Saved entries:

--*--

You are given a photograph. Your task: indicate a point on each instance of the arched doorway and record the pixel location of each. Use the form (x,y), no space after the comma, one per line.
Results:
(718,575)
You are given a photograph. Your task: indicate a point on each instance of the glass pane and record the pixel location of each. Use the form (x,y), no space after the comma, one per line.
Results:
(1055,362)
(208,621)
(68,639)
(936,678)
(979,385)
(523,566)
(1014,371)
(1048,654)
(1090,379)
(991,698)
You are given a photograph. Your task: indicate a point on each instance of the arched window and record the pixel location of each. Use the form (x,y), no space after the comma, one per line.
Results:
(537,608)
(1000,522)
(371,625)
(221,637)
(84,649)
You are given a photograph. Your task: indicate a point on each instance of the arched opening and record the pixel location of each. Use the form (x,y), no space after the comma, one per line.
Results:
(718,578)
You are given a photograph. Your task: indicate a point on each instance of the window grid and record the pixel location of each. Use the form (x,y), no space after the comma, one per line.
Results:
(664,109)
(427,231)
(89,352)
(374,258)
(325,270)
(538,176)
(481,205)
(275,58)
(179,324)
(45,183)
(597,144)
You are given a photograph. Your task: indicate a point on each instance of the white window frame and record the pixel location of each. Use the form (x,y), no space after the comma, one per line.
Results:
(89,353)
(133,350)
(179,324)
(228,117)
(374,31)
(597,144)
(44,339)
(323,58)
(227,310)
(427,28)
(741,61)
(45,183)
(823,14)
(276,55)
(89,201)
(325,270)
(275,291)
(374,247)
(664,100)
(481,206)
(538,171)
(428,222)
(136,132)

--*--

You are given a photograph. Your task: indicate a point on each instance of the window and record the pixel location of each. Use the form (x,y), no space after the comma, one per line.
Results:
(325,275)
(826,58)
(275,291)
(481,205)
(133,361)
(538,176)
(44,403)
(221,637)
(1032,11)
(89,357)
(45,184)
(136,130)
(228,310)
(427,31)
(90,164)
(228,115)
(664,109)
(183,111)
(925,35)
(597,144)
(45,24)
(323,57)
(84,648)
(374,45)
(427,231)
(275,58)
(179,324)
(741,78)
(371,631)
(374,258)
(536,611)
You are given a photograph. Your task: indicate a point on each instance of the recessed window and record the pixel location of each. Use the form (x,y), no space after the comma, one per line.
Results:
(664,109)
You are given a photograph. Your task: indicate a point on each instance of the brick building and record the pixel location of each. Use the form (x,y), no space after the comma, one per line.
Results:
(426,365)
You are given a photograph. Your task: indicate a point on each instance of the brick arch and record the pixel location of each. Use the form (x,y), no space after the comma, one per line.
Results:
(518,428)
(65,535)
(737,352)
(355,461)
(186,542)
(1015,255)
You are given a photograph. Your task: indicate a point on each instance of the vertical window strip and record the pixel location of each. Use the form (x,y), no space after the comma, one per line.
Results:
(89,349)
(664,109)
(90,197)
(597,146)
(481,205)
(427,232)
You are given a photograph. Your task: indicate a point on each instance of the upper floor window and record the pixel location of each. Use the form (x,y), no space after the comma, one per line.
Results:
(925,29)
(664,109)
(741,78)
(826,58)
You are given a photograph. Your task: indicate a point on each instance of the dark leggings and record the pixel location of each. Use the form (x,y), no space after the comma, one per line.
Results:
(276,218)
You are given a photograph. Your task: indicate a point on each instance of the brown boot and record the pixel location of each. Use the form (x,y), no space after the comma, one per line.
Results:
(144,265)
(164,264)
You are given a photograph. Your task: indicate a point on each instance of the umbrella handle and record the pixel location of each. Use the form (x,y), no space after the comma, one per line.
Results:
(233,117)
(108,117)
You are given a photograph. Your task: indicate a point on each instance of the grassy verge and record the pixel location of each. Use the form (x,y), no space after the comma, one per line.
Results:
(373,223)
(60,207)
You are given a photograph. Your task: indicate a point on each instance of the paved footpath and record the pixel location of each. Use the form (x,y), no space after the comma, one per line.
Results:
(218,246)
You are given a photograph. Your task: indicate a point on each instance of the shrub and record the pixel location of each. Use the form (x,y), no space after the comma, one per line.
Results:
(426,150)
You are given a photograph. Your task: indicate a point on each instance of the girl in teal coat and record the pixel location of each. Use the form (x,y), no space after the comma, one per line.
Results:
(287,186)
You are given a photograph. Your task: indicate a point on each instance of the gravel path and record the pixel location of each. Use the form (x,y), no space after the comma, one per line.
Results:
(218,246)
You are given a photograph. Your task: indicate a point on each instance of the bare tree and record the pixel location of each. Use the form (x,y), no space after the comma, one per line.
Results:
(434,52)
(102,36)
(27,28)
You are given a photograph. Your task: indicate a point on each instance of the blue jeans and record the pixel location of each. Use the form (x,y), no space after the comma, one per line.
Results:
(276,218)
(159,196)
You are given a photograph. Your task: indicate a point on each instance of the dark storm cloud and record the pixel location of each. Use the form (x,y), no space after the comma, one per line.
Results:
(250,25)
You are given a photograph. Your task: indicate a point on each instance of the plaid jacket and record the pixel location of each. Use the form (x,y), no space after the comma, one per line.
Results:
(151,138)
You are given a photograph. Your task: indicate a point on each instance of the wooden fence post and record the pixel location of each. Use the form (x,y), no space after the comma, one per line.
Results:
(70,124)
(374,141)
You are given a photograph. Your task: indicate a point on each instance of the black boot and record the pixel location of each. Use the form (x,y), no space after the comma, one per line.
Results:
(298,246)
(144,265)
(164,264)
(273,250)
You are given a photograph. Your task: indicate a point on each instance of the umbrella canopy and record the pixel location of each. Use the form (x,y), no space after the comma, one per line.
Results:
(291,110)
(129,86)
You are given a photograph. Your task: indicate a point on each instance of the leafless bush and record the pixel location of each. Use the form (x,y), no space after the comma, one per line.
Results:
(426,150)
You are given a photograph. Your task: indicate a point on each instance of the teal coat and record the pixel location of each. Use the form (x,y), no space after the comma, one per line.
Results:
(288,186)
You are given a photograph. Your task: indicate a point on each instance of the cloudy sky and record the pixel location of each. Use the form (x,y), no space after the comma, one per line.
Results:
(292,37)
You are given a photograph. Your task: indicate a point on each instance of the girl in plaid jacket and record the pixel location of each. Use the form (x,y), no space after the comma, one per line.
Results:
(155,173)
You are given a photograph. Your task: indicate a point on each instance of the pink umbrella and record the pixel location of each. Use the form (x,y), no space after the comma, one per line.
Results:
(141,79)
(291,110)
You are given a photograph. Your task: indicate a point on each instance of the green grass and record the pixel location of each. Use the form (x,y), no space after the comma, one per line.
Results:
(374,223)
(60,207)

--*--

Required task ▸
How many lines in the material contain the string "jacket", counting only matches with the same case? Reply with the number alone.

Complete answer ▸
2